**What you should do**
Select every line in the records below that contains the word "paddle", and copy each one out in full.

**Material for this exercise**
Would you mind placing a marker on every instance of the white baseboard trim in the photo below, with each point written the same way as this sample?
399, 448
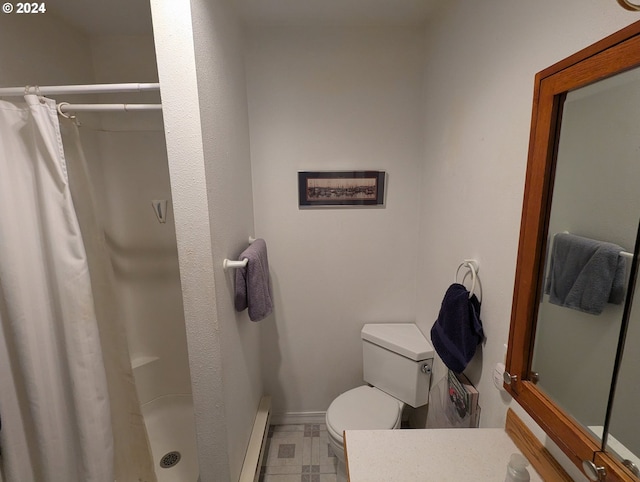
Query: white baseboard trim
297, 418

---

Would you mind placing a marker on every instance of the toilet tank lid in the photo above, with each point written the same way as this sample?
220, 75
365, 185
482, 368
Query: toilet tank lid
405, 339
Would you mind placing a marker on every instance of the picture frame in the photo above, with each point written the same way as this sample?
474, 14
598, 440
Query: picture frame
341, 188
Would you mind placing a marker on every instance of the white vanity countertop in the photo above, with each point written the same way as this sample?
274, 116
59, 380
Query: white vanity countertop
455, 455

...

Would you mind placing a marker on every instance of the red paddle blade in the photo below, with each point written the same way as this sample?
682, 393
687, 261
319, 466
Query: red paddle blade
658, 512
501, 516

**Output below**
Would you mind placing a marker on every instance of the red paddle blade in the photo below, with each point written the same way as this sample?
Query: red paddle blade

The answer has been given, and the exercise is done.